[Material for this exercise]:
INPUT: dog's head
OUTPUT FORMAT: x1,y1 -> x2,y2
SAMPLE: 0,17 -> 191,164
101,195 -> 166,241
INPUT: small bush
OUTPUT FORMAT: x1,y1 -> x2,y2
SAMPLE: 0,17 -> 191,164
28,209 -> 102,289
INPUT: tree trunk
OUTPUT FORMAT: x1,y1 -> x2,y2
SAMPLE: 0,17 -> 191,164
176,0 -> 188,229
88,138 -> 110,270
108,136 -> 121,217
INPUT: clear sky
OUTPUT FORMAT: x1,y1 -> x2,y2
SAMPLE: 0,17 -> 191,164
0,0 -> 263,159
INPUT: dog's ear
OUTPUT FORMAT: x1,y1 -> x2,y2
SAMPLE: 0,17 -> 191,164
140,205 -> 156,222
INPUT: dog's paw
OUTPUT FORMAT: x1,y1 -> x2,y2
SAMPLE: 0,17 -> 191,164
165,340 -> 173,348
--
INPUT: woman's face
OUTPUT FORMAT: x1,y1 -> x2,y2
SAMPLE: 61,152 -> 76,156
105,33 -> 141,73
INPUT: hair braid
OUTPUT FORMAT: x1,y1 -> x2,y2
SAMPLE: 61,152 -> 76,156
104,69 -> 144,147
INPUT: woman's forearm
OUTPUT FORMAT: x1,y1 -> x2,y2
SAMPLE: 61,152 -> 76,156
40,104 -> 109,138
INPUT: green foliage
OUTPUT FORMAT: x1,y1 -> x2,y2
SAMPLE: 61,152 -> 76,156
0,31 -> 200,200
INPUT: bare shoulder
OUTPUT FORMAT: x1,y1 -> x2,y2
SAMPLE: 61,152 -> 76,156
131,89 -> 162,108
==
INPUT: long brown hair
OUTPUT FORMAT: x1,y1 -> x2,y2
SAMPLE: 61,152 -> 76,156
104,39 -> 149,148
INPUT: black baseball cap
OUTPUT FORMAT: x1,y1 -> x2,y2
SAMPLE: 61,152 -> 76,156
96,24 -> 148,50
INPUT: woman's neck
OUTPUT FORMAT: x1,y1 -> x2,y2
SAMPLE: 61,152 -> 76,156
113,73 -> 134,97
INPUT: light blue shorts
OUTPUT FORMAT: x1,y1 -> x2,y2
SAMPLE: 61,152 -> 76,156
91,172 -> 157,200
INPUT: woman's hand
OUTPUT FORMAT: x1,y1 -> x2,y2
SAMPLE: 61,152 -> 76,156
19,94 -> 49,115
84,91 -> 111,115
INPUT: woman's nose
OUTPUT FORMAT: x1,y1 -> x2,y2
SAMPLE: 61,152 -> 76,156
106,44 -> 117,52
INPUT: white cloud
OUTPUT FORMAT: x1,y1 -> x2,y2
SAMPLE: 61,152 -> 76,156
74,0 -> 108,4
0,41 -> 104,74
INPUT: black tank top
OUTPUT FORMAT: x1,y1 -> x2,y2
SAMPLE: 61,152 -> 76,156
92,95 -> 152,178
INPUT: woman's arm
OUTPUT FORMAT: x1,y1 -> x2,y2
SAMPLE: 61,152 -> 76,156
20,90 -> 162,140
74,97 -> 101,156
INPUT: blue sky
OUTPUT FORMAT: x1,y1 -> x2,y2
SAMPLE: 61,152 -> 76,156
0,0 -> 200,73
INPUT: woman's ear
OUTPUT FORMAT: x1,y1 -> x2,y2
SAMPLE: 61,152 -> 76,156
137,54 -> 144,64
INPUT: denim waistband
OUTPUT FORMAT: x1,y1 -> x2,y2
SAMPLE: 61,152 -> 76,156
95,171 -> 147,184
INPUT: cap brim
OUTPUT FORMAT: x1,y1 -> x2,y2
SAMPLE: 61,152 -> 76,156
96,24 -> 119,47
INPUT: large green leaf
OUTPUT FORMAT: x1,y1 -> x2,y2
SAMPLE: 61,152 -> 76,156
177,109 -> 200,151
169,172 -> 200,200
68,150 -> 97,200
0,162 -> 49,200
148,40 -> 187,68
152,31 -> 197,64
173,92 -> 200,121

[Aim of the task]: Reproduce the records between the lines holding "INPUT: tree trunk" and "165,340 -> 173,348", inclusive, keeping the requests and their format samples unchanged. Multiply every coordinate in the answers by 1.05 and round each result to a whole number, with halves rounded up.

[The response]:
INPUT: tree trunk
OUTPUT FORMAT: x1,y1 -> x2,y2
SAMPLE: 0,17 -> 191,164
185,0 -> 197,240
92,145 -> 116,284
113,143 -> 127,228
INPUT: clear sky
OUTPUT FORMAT: x1,y1 -> x2,y2
SAMPLE: 0,17 -> 191,164
0,0 -> 276,167
INPUT: dog's ear
OUTPUT FORMAT: x1,y1 -> x2,y2
SAMPLE: 0,17 -> 191,164
147,215 -> 164,233
INPUT: dog's paw
OUTPUT FORMAT: x1,y1 -> x2,y2
SAMPLE: 0,17 -> 191,164
173,357 -> 182,365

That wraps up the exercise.